> [Quoted text]:
==========

Implementing your own language on the Parrot VM

icey · on April 8, 2009

In my opinion, if someone were to want to port Clojure to something other than the JVM, Parrot would be an amazing place to go.

The idea of having Clojure + CPAN makes my pants tighter.

I know that there is someone working on Clojure on .Net, but I don't think that really adds much vs the JVM; especially since it seems like some of the best libraries for the .Net stack have come from Java.

I'm sure I'm at risk of sounding like yet another Clojure fanboy, but to me this really seems like one of the few times where I've seen an article and that's the first thing that popped into my head.

old-gregg · on April 8, 2009

In my opinion, anything on JVM isn't going to become a mainstream language because VMs refuse to share code between OS processes.

.NET and Mono solve this with AOT-precompiled modules. Ruby and Python kind of solve this by heavily reusing C runtime/libraries, so at least there aren't 25 copies of printf() and qsort() wasting space in RAM.

JVM doesn't solve this at all. JVM-based softwares act like pigs showing zero respect to the enrivonment they're in. They're good at "one program = one computer" tasks, i.e. only for server-side or perhaps developer's workstation scenarios.

Flash/Air is even worse: not only it won't share anything, but it also brings in its own graphics, font rasterization, hot key bindings, scroll bar behavior, etc, making every software built on top of it look and feel like a poorly designed console game running on your PC under software emulator.

This is why I never touch anything like JVM/AIR: I don't believe the cloud is "the answer" and I want my code to run on servers, desktops, netbooks, routers and cell phones.

nradov · on April 8, 2009

I find it hard to believe that sharing libraries in memory makes a significant difference. Most libraries are small relative to RAM sizes. The only exception is on cell phones, which only run a few processes anyway.

old-gregg · on April 8, 2009

You don't need to "believe", you just have to know it. CS is a discipline, not a church.

As an exercise, get a full list of all your processes and do the math by replacing them by hypothetical JVM instances [one per process] and I suggest paying attention to "shared pool" size for each process too. I guarantee you'll be shocked by total RAM consumed by an "empty" OSX or Vista. Just imagine: every little tiny process, even simple background services, will have a full copy of your entire userspace layer in its address space.

Moreover, with 12-core CPUs becoming a reality very soon, the issue becomes even more important. With proper code sharing on OS level 12 instances of a process should (theoretically) take not much more RAM than just one. But because of VM overhead you'll be essentially duplicating it 12 times.

More code duplication also means more I/O hits on disk and system bus and CPU L1/L2 cache drain.

This is why Java is for enterprise/web software only. It is simply retarded to build on it in a true multi-process environment.

OS-level code sharing is hugely important. Your hard drive is full of code, gigabytes of it, and you can't just clone big chunks of it into every process who needs it. Without code sharing you'd have to wait a few more years for an iPhone. He-he, actually because of lack of it, you aren't reading this in a JVM-powered browser and probably never will.

nradov · on April 8, 2009

Have you actually tested this on a complex system of multiple applications running or JVMs to measure the effects, or are you just guessing that it would be a problem? I don't dispute that sharing libraries across multiple processes would be a nice optimization, but for typical use cases it's way down on the priority list.

==========

> [Jobs]:
a – Decide whether each statement agrees with the thread, and support each yes or no with the thread's deciding words, quoted exactly. (i) .NET and Mono handle code sharing through AOT-precompiled modules. (ii) The JVM partly handles code sharing by reusing C libraries. (iii) nradov considers sharing libraries across processes a top priority for typical use cases.
b – According to the thread, why does old-gregg think 12-core CPUs make the code-sharing issue more important?
c – Pull out the passage of the thread that starts at "In my opinion, anything" and ends at "space in RAM.".
Base your answers on the thread alone.

> [Excerpts of bounding box data]:
==========

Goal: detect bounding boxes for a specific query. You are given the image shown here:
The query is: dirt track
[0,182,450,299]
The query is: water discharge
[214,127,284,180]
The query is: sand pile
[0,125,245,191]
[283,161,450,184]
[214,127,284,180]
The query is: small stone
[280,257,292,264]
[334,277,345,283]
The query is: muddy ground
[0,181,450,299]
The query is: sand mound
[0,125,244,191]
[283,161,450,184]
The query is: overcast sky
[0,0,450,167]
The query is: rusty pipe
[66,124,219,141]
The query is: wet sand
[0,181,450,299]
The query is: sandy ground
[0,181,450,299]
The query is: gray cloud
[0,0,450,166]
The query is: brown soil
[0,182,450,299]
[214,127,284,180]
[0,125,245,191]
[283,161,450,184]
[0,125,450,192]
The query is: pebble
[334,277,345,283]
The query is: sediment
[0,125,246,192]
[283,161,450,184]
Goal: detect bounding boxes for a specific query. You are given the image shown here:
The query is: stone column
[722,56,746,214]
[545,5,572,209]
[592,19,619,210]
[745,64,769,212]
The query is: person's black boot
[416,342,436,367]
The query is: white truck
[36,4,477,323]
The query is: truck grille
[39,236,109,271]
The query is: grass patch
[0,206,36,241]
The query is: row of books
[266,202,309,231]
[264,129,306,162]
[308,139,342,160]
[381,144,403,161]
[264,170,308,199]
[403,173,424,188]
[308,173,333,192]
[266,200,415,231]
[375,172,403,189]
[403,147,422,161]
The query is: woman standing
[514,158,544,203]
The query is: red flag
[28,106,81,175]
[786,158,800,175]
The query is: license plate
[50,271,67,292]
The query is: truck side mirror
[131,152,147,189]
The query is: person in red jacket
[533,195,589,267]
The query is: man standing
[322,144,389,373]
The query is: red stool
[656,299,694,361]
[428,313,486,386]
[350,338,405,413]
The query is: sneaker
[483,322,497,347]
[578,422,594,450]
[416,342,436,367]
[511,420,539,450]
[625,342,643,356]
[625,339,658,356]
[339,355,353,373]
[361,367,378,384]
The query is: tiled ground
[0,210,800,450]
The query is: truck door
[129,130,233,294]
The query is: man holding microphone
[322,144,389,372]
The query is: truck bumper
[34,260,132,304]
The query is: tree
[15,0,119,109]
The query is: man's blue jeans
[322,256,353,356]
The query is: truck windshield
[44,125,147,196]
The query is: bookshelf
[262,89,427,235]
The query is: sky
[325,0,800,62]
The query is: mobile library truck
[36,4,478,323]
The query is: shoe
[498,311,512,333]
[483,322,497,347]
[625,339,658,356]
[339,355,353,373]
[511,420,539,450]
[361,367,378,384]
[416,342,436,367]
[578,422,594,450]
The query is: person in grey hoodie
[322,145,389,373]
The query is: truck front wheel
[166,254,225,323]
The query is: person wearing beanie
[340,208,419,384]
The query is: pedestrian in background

==========

> [Answer set]:
a –
(i) Yes: ".NET and Mono solve this with AOT-precompiled modules."
(ii) No: "JVM doesn't solve this at all."
(iii) No: "for typical use cases it's way down on the priority list."

b – With proper code sharing at the OS level, 12 instances of a process should in theory take not much more RAM than a single instance. Because of VM overhead, the process would instead be duplicated 12 times.

c –
In my opinion, anything on JVM isn't going to become a mainstream language because VMs refuse to share code between OS processes.

.NET and Mono solve this with AOT-precompiled modules. Ruby and Python kind of solve this by heavily reusing C runtime/libraries, so at least there aren't 25 copies of printf() and qsort() wasting space in RAM.